Exercise directions: Beginning with the line where "Query: green plant in vase" appears, retype every remaining line of the data below, both the first and last included.

(Pointing dataset records)
[BEGIN]
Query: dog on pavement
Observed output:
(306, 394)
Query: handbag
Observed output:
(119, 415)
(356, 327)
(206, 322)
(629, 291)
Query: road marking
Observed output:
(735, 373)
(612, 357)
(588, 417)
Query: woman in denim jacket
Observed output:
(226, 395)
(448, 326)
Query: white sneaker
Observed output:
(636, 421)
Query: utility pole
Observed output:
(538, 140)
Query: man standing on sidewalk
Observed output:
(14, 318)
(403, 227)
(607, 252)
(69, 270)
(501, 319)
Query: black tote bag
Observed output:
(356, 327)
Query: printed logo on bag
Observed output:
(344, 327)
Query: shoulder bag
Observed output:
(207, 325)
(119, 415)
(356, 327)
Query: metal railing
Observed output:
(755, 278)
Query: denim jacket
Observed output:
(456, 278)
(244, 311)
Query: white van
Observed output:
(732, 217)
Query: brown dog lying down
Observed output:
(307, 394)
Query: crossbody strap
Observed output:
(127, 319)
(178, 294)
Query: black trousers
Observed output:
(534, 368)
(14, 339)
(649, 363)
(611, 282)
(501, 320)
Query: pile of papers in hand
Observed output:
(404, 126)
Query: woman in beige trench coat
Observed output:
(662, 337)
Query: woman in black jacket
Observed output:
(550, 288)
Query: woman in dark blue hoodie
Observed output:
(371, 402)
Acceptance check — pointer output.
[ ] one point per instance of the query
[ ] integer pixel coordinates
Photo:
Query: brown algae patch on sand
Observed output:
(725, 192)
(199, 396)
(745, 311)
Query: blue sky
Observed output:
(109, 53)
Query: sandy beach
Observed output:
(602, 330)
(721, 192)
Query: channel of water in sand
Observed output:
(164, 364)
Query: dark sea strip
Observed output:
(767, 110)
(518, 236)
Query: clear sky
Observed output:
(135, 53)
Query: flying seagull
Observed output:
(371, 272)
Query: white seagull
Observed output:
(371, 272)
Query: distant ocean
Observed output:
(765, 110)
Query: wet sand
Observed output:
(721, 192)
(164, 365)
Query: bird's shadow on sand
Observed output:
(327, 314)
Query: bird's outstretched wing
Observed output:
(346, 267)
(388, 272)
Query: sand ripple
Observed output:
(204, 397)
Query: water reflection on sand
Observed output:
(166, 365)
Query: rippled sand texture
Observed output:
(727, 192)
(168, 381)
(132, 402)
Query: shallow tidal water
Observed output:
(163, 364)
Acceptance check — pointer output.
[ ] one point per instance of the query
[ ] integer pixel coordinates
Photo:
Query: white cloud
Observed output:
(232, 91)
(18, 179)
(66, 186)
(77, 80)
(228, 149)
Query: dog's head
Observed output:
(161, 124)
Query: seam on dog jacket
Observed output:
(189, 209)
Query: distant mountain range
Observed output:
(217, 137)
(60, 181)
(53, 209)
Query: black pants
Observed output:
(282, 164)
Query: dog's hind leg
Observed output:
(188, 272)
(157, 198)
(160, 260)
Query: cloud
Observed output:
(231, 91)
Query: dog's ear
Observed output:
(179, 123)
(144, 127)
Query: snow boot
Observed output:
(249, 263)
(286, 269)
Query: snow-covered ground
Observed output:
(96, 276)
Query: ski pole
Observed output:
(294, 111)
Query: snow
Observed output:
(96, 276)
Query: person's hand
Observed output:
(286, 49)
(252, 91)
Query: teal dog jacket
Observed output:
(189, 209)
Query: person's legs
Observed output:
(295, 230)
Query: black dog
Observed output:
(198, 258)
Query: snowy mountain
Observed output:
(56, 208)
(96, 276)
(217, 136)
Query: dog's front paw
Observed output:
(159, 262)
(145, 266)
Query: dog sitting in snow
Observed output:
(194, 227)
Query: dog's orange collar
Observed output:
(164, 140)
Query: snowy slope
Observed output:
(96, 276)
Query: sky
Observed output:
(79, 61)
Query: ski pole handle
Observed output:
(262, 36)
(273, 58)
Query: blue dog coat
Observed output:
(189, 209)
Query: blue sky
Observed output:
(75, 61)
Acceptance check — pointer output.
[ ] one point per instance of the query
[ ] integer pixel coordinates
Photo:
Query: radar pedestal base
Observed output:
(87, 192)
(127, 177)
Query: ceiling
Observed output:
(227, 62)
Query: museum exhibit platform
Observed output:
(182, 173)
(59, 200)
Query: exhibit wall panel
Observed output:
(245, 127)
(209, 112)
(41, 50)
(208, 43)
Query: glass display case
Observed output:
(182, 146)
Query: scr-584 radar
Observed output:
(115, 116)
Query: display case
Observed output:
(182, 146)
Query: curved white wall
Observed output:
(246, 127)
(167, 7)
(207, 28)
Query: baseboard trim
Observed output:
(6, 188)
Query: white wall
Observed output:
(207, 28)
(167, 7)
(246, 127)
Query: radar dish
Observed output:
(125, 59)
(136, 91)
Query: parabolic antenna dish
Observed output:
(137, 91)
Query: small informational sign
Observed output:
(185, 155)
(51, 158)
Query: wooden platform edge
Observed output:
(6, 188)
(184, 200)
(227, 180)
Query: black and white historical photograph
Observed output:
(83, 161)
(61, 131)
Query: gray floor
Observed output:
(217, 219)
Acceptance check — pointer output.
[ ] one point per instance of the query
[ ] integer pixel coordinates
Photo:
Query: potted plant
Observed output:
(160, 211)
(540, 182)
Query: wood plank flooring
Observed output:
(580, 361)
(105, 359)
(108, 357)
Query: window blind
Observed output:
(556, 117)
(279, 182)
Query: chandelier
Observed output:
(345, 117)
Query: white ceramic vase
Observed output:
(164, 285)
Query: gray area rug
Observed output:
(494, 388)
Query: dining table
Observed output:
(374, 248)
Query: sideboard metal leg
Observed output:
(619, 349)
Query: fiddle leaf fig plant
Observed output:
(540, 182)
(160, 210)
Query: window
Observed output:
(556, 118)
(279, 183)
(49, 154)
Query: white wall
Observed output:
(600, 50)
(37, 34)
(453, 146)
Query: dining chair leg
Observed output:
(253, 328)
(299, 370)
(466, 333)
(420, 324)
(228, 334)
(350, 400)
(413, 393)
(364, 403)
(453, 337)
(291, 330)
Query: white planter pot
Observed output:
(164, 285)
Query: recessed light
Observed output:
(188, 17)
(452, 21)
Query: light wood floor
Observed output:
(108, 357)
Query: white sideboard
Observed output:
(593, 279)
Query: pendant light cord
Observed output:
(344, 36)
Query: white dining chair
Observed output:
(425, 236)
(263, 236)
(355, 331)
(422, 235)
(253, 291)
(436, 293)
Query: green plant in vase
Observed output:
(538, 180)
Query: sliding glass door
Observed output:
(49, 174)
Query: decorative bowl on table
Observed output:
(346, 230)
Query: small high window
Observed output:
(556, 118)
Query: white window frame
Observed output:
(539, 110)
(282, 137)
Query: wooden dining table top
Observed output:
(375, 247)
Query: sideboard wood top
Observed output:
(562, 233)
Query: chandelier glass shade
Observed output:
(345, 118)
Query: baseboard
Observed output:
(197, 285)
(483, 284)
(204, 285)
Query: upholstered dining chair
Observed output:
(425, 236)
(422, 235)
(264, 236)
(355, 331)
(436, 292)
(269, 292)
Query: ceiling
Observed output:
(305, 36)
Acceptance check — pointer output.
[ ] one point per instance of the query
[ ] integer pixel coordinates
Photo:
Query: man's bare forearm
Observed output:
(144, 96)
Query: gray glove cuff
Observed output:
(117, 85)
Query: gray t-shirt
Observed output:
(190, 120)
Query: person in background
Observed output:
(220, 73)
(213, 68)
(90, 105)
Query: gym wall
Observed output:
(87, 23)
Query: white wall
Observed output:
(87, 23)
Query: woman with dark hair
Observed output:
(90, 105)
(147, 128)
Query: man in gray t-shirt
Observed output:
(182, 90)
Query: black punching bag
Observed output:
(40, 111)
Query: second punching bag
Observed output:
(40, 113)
[END]
Answer in full:
Query: green plant in vase
Observed output:
(538, 180)
Query: sliding glass door
Observed output:
(49, 174)
Query: decorative bowl on table
Observed output:
(346, 230)
Query: small high window
Observed output:
(556, 118)
Query: white window frame
Observed output:
(539, 110)
(282, 137)
Query: wooden dining table top
Observed output:
(375, 247)
Query: sideboard wood top
Observed output:
(562, 233)
Query: chandelier glass shade
Observed output:
(345, 118)
Query: baseboard
Observed output:
(197, 285)
(483, 284)
(204, 285)
Query: upholstered dining chair
Observed output:
(425, 236)
(422, 235)
(264, 236)
(355, 331)
(436, 292)
(269, 292)
Query: ceiling
Observed output:
(305, 36)
Acceptance check — pointer output.
[ ] one point per instance of the query
[ ] integer pixel coordinates
Photo:
Query: man's bare forearm
Observed output:
(144, 96)
Query: gray glove cuff
Observed output:
(117, 85)
Query: gray t-shirt
Observed output:
(190, 120)
Query: person in background
Observed output:
(220, 73)
(213, 68)
(90, 105)
Query: gym wall
Observed output:
(87, 23)
Query: white wall
Observed output:
(87, 23)
Query: woman with dark hair
Observed output:
(90, 105)
(147, 128)
Query: man in gray t-shirt
Observed output:
(182, 90)
Query: black punching bag
Observed output:
(40, 111)
Query: second punching bag
Observed output:
(40, 113)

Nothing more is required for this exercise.